* Testo di partenza
----
Una famiglia che lo ha accolto e ha saputo valorizzare le sue capacità nel gestire una realtà d’hotellerie: “Per me sono stati dei maestri: soprattutto Lidia Alciati, che è stata in brigata con me fino al 2008. Lei mi dava le ricette e io le rivisitavo in chiave moderna.”
Un mondo che incomincia a stargli stretto per le difficoltà e le limitazioni creative.
“La cucina d’hotel iniziava a pesarmi tantissimo, in particolare per gli orari: il ristorante doveva garantire i pasti 7 su 7 e soddisfare le richieste culinarie di chi pagava una camera anche 1000 euro a notte. Qui all’Agrirelais abbiamo 5 camere, il 90% dei clienti hanno consapevolezza del posto e vengono per apprezzare la proposta che offriamo. Poi per quanto riguarda la creatività sei molto più libero e meno vincolato.”
E poi il Covid: un periodo nero per il settore ristorativo ma anche un’occasione per Zecchin di riflettere e dare peso al pensiero dietro la sua cucina e su quello che vuole realmente trasmettere.
“Durante il Covid mi arrivò una proposta dalla famiglia Brandini. Nel 2004 presero in mano un’azienda adibita come produttrice di vino. Nel 2014 la trasformarono in agriturismo per poi fare la svolta definitiva nel 2020: abbiamo deciso di mantenere queste radici ma di proiettarle verso il fine dining.”
----
* Materiale fornito
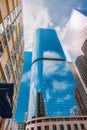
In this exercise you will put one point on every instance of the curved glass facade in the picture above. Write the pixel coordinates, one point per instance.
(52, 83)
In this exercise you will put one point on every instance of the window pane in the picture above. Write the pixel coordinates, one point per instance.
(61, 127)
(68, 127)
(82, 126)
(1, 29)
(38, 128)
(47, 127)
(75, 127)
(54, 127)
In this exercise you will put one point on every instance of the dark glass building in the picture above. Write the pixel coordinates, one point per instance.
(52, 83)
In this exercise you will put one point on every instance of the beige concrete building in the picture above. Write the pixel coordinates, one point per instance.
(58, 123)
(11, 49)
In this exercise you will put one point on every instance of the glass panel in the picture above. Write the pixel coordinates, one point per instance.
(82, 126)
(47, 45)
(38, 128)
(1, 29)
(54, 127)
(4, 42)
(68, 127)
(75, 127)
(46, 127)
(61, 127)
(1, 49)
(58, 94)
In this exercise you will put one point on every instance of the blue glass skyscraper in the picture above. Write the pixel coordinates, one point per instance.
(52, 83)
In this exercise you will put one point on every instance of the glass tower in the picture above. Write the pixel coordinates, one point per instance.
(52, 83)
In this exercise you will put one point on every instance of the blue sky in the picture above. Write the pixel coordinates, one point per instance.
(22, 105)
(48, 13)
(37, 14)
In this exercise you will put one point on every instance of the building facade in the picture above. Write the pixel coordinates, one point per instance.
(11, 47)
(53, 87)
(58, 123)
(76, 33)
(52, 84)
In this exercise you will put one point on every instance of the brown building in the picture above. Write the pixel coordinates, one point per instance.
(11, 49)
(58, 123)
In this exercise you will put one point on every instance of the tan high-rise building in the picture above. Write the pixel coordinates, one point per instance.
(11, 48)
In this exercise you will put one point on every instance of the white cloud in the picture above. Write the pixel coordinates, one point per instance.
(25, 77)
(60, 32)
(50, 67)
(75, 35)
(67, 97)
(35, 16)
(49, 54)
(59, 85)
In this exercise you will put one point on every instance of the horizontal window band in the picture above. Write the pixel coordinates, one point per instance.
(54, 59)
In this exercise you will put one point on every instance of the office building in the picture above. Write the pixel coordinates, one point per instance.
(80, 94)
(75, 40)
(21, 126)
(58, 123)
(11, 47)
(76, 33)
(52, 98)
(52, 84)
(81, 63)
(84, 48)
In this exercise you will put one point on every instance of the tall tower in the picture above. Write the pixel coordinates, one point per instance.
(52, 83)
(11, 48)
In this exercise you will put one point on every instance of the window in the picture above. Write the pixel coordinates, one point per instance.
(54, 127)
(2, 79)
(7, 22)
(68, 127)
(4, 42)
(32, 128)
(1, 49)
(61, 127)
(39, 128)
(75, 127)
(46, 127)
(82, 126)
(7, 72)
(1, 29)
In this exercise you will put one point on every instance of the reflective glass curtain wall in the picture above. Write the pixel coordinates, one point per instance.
----
* Attività
Trascriva fedelmente il passo del testo di partenza compreso tra "Una famiglia che" e "le limitazioni creative.", estremi inclusi.

* Risposta
Una famiglia che lo ha accolto e ha saputo valorizzare le sue capacità nel gestire una realtà d’hotellerie: “Per me sono stati dei maestri: soprattutto Lidia Alciati, che è stata in brigata con me fino al 2008. Lei mi dava le ricette e io le rivisitavo in chiave moderna.”
Un mondo che incomincia a stargli stretto per le difficoltà e le limitazioni creative.